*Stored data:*
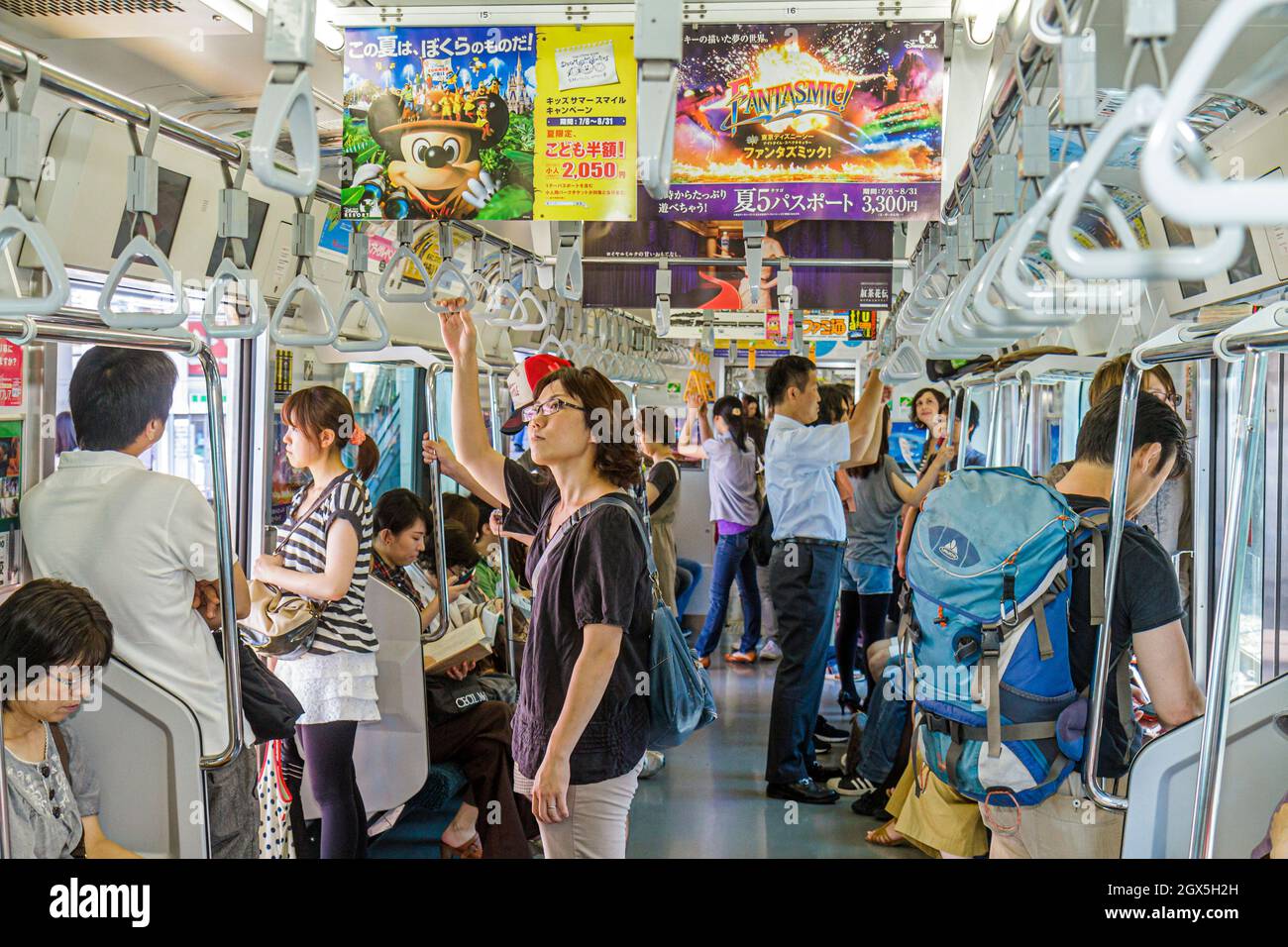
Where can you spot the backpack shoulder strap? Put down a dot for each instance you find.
(608, 500)
(63, 757)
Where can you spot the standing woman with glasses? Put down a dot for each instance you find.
(581, 725)
(327, 560)
(735, 510)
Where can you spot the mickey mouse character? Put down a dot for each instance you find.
(434, 145)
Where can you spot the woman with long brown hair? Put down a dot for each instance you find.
(581, 725)
(327, 560)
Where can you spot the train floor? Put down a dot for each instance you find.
(708, 800)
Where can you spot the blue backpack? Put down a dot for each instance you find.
(991, 570)
(679, 689)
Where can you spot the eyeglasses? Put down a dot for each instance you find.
(546, 407)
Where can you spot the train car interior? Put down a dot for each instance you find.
(984, 231)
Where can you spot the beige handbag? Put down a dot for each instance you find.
(282, 624)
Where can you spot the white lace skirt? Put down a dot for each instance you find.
(333, 686)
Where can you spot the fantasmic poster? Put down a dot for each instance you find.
(828, 121)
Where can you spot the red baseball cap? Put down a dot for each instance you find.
(523, 382)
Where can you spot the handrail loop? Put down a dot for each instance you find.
(142, 201)
(287, 95)
(233, 265)
(357, 296)
(303, 244)
(21, 165)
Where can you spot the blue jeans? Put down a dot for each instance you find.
(805, 581)
(682, 596)
(733, 561)
(888, 715)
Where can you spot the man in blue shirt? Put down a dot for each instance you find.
(805, 570)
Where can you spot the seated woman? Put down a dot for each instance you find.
(59, 637)
(478, 738)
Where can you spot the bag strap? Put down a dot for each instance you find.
(581, 513)
(63, 755)
(299, 521)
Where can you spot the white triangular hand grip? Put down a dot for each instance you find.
(145, 248)
(393, 270)
(301, 283)
(523, 305)
(230, 273)
(292, 103)
(1137, 112)
(356, 296)
(14, 224)
(501, 296)
(450, 269)
(1209, 201)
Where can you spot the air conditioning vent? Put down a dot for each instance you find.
(86, 8)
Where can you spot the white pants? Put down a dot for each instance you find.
(596, 819)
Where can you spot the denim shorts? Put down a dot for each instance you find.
(867, 579)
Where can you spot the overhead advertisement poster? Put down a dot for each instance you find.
(446, 123)
(828, 121)
(585, 146)
(724, 285)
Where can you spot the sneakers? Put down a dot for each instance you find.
(828, 733)
(851, 787)
(653, 762)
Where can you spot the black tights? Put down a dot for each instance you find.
(862, 624)
(326, 749)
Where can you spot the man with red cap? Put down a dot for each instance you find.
(522, 382)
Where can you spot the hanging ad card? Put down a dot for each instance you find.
(724, 285)
(438, 123)
(489, 123)
(585, 124)
(828, 121)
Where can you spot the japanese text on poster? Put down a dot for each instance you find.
(585, 124)
(836, 120)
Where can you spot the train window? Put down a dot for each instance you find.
(385, 399)
(184, 449)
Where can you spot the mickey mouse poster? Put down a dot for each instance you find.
(438, 123)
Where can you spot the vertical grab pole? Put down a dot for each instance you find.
(436, 480)
(995, 421)
(1117, 518)
(967, 395)
(1022, 440)
(224, 544)
(1249, 437)
(4, 796)
(506, 595)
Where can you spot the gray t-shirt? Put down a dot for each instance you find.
(732, 479)
(870, 530)
(44, 810)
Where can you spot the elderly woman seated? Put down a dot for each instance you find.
(54, 638)
(478, 736)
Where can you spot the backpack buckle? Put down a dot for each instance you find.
(991, 643)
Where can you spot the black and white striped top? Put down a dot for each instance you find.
(343, 625)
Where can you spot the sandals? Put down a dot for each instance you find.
(471, 849)
(881, 836)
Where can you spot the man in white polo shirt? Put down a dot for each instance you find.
(805, 569)
(143, 544)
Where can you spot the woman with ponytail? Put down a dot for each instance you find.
(327, 560)
(735, 509)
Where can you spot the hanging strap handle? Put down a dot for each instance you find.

*YOUR GOAL:* Retype only the lines running from the line with "Where can you spot the air" to the end of the listing, including both of those lines.

*EXERCISE OUTPUT:*
Where can you spot the air conditioning vent? Put down a dot for each instance you find.
(86, 8)
Where can you spot the white pants? Put down a dot for each instance you find.
(596, 819)
Where can you spot the denim shorts? Put down a dot for each instance you find.
(867, 579)
Where can you spot the overhead advertisement poster? Put down a dot for each instance you find.
(446, 123)
(828, 121)
(585, 146)
(724, 285)
Where can you spot the sneakers? Put down a dot for each instance you find.
(828, 733)
(851, 787)
(653, 762)
Where can you spot the black tights? Put down a dot for each instance you find.
(862, 624)
(326, 749)
Where can you spot the man with red cap? Put down a dot for each instance you find.
(522, 382)
Where can you spot the hanging ad card? Put down a dot for each instance you find.
(724, 285)
(438, 123)
(489, 123)
(585, 124)
(828, 121)
Where can you spot the japanese text on poster? Put down a dot for each instance you find.
(585, 124)
(836, 120)
Where can you spot the train window? Put down a dot for each instance you find.
(385, 399)
(184, 449)
Where can you spot the mickey mouse poster? Put down a dot for each instance you find.
(438, 123)
Where can you spot the vertical grab pole? Put down a dot for each instance you find.
(436, 480)
(995, 421)
(1117, 518)
(967, 395)
(1022, 440)
(224, 544)
(1249, 437)
(4, 796)
(506, 595)
Where can you spot the gray t-shirt? Put down a dot for each instance you find.
(732, 479)
(870, 530)
(44, 810)
Where can you spot the elderly woman seated? Put down a dot for each instance you find.
(54, 638)
(478, 736)
Where can you spot the backpack buckle? Put down a dot for each instance you find.
(991, 643)
Where can you spot the black and white striped top? Put down a dot for each instance you find.
(343, 625)
Where can you spot the sandals? Put down a dot for each instance you find.
(471, 849)
(881, 836)
Where can you spot the man in white polo shirt? Put down a dot for each instance you find.
(805, 569)
(143, 544)
Where can you spot the woman with ponytail? Put down a dot for each instance you find.
(327, 560)
(735, 509)
Where can you spot the hanging strap handle? Put down a dot for each instance you find.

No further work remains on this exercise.